Referring expression data:
------------------------------------

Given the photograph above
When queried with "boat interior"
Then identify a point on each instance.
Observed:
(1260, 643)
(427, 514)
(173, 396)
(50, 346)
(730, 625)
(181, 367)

------------------------------------

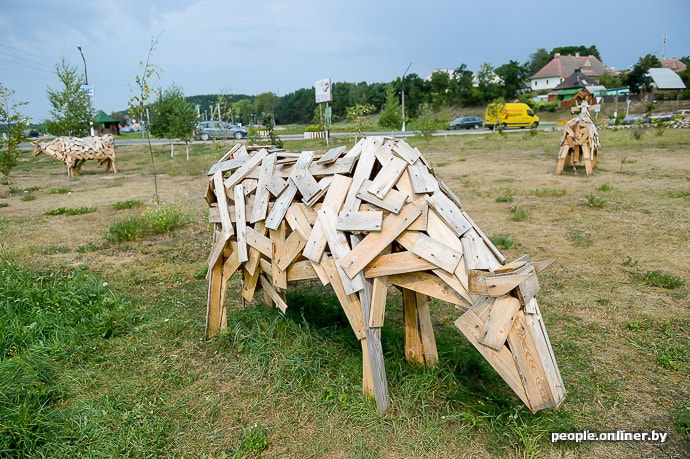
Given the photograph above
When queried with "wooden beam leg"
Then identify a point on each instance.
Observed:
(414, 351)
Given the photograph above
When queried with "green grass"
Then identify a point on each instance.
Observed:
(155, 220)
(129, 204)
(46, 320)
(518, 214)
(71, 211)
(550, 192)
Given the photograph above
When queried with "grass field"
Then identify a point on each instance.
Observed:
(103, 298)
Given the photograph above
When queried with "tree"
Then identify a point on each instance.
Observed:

------------------------------------

• [WORK INSTRUCTION] Each line above that contains the word "When" should be returned.

• [ANSWER TO THIS TASK]
When queried with "boat interior"
When queried with "wooden beam leg"
When queried with "green grass"
When queried with "grass field"
When queried with "tree"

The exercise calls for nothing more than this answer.